■ **Text block**
#####

2004 DIRECTORS' STOCK OPTION PLAN

This 2004 Directors' Stock Option Plan (the "Plan") is
adopted in consideration for services rendered and to be rendered to Pro-Dex,
Inc. and related companies.

1.                 
Definitions. Unless otherwise indicated or required by the
particular context, the terms used in this Plan shall have the following
meanings:

(a)               
Board: The Board of Directors of Pro-Dex, Inc.

(b)               
Code: The Internal Revenue Code of 1986, as amended.

(c)               
Common Stock: The no par value common stock of Pro-Dex, Inc.

(d)               Company: Pro-Dex, Inc., a corporation incorporated under the
laws of Colorado, and any successors in interest by merger, operation of law,
assignment or purchase of all or substantially all of the property, assets or
business of the Company.

(e)               
Date of Grant: The date on which an Option (see below) is granted
under the Plan.

(f)

#####

■ **Given information**
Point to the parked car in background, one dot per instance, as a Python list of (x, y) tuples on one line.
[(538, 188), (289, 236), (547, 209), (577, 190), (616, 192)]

#####

■ **Given instruction**
Condense the stock option plan's definition that begins "Company: Pro-Dex, Inc., a corporation" into a short bulleted list that keeps its main facts.

■ **Solution for this problem**
- "Company" means Pro-Dex, Inc.
- It is incorporated under Colorado law.
- The term also covers any successor in interest by merger, operation of law, assignment, or purchase of all or substantially all of the Company's property, assets, or business.